▸ **Task inputs**
═══
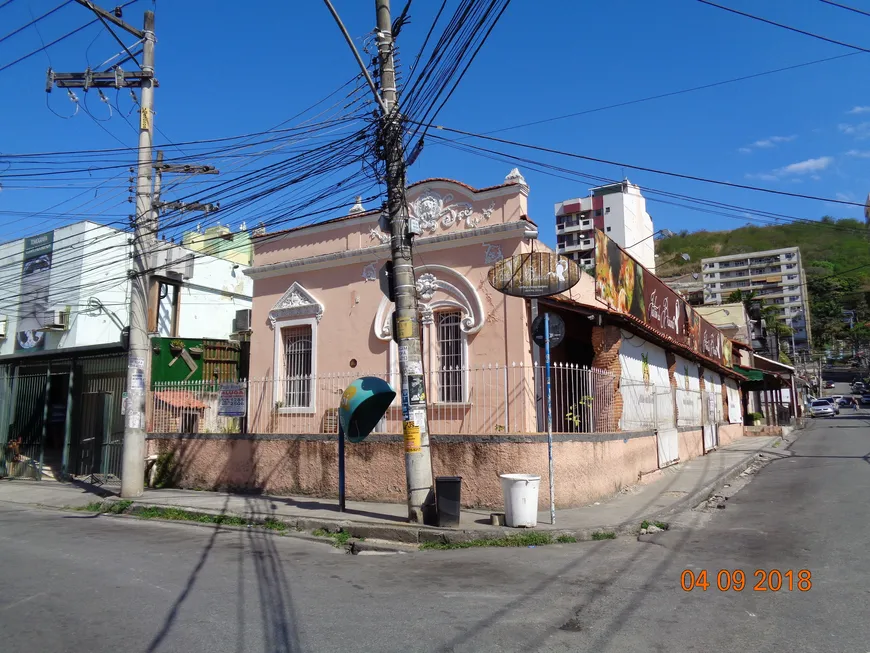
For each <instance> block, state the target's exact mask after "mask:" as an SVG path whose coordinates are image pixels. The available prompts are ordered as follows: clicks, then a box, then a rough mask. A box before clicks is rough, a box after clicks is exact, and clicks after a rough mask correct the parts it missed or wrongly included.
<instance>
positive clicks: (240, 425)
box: [147, 364, 728, 435]
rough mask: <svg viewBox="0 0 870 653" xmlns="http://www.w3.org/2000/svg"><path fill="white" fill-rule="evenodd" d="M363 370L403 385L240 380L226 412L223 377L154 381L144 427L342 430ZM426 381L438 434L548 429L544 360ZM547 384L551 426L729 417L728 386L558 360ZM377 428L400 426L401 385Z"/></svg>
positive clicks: (519, 433)
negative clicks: (240, 394)
mask: <svg viewBox="0 0 870 653" xmlns="http://www.w3.org/2000/svg"><path fill="white" fill-rule="evenodd" d="M361 376H375V377H378V378H381V379H383V380H385V381H387V382H389V383H390V385H392V387H393V388H397V387H398V384H399V377H398V374H397V373H395V374H383V373H380V374H379V373H370V374H366V373H361V372H354V373H337V374H323V375H299V376H295V377H288V378H280V379H252V380H248V381H244V380H243V381H240V382H239V384H240V385H241V386H242V387H243V388H245V389H246V395H247V397H246V404H247V408H246V416H245V417H243V418H242V417H226V416H222V415H220V414H219V413H220V388H221V386H220V385H219V384H217V383H215V382H213V381H179V382H164V383H154V384H153V385H152V389H151V392H150V394H149V400H148V404H147V428H148V431H149V432H151V433H199V434H207V433H215V434H217V433H227V434H229V433H240V432H243V431H244V432H247V433H260V434H276V433H286V434H307V433H329V434H335V433H338V405H339V401H340V399H341V394H342V392H344V389H345V388H346V387H347V386H348V385H349V384H350V383H351V382H352V381H353V380H354V379H357V378H359V377H361ZM426 380H427V386H426V392H427V397H426V400H427V401H426V403H427V407H428V413H429V430H430V432H431V433H434V434H445V435H446V434H457V435H466V434H467V435H473V434H499V433H505V434H535V433H544V432H546V422H545V420H544V416H545V415H546V411H545V410H544V406H545V403H544V397H545V396H546V392H545V387H546V385H545V383H546V381H545V370H544V367H543V366H532V365H510V366H503V365H485V366H480V367H474V368H455V369H453V368H451V369H449V370H443V371H437V372H431V373H429V374H427V375H426ZM550 386H551V407H552V418H553V432H554V433H613V432H617V431H646V430H653V429H673V428H676V427H678V426H702V425H704V424H708V423H711V420H712V421H713V422H715V421H719V420H723V419H727V417H728V416H727V415H724V413H723V410H722V396H721V392H717V393H710V392H707V393H704V392H701V391H698V390H684V389H679V388H674V387H672V386H670V385H667V386H661V385H655V384H652V383H649V382H644V381H636V380H632V379H625V378H619V377H616V376H614V375H612V374H611V373H609V372H607V371H605V370H600V369H595V368H588V367H581V366H577V365H559V364H557V365H554V366H552V368H551V381H550ZM445 388H448V389H449V391H445ZM445 399H450V400H449V401H446V400H445ZM708 400H709V401H712V404H711V406H710V407H708V406H707V405H706V404H707V403H708ZM375 432H376V433H386V434H400V433H401V432H402V407H401V395H400V394H398V395H397V397H396V399H395V400H394V401H393V403H392V405H391V406H390V408H389V409H388V410H387V413H386V414H385V415H384V417H383V419H382V420H381V421H380V423H379V424H378V425H377V427H376V428H375Z"/></svg>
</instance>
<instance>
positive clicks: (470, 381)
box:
═══
▸ **Exercise requirements**
Without the pictures, write out every entry exactly as it appears.

▸ **Solution**
For each <instance> block, state the target's exact mask after "mask:" as an SVG path whose coordinates are image pixels. The available prompts are ordered as follows: clicks, then a box, then a rough mask. A box before clicks is rough, a box after clicks is exact, and clicks after a rough mask correct the parts it missed or wrongly included.
<instance>
positive clicks: (240, 425)
box: [147, 364, 728, 435]
rough mask: <svg viewBox="0 0 870 653" xmlns="http://www.w3.org/2000/svg"><path fill="white" fill-rule="evenodd" d="M363 370L403 385L240 380L226 412L223 377L154 381L144 427L342 430ZM426 381L438 434L548 429L544 360ZM547 384L551 426L729 417L728 386L558 360ZM377 428L400 426L401 385Z"/></svg>
positive clicks: (519, 433)
negative clicks: (240, 394)
mask: <svg viewBox="0 0 870 653" xmlns="http://www.w3.org/2000/svg"><path fill="white" fill-rule="evenodd" d="M361 376H375V377H378V378H381V379H383V380H385V381H387V382H389V383H390V385H392V387H393V388H397V387H398V384H399V377H398V374H397V373H395V374H383V373H380V374H379V373H370V374H366V373H361V372H354V373H337V374H323V375H299V376H295V377H288V378H280V379H252V380H248V381H244V380H243V381H240V382H239V384H240V385H241V386H242V387H243V388H245V389H246V395H247V397H246V404H247V408H246V416H245V417H243V418H242V417H226V416H222V415H220V414H219V413H220V388H221V386H220V385H219V384H217V383H215V382H213V381H179V382H164V383H154V384H153V385H152V389H151V392H150V394H149V400H148V404H147V428H148V431H149V432H151V433H199V434H207V433H215V434H217V433H227V434H229V433H240V432H243V431H244V432H247V433H260V434H276V433H286V434H307V433H329V434H335V433H338V405H339V401H340V399H341V394H342V392H344V389H345V388H346V387H347V386H348V385H349V384H350V383H351V382H352V381H353V380H354V379H357V378H359V377H361ZM426 380H427V386H426V392H427V397H426V400H427V401H426V403H427V407H428V413H429V430H430V432H431V433H434V434H445V435H446V434H457V435H466V434H467V435H473V434H499V433H505V434H535V433H544V432H546V422H545V420H544V416H545V415H546V411H545V410H544V406H545V403H544V397H545V396H546V392H545V387H546V385H545V383H546V381H545V370H544V367H543V366H532V365H510V366H503V365H485V366H480V367H474V368H455V369H453V368H451V369H449V370H443V371H437V372H431V373H429V374H427V375H426ZM550 386H551V407H552V418H553V432H554V433H613V432H617V431H646V430H653V429H673V428H676V427H678V426H702V425H704V424H708V423H711V420H712V421H713V422H715V421H719V420H723V419H727V417H728V416H727V415H724V413H723V410H722V396H721V392H717V393H710V392H707V393H704V392H701V391H698V390H684V389H679V388H674V387H672V386H670V385H667V386H661V385H655V384H652V383H649V382H644V381H636V380H632V379H625V378H619V377H616V376H614V375H612V374H611V373H609V372H607V371H605V370H600V369H595V368H588V367H581V366H577V365H559V364H557V365H554V366H552V368H551V381H550ZM445 388H448V389H449V391H445ZM445 399H450V400H449V401H446V400H445ZM708 400H709V401H712V404H711V406H710V407H708V406H707V405H706V404H707V403H708ZM375 432H376V433H386V434H400V433H401V432H402V407H401V395H400V394H398V395H397V397H396V399H395V400H394V401H393V403H392V405H391V406H390V408H389V409H388V410H387V413H386V414H385V415H384V417H383V419H382V420H381V421H380V423H379V424H378V425H377V427H376V428H375Z"/></svg>
</instance>
<instance>
positive clicks: (470, 381)
box:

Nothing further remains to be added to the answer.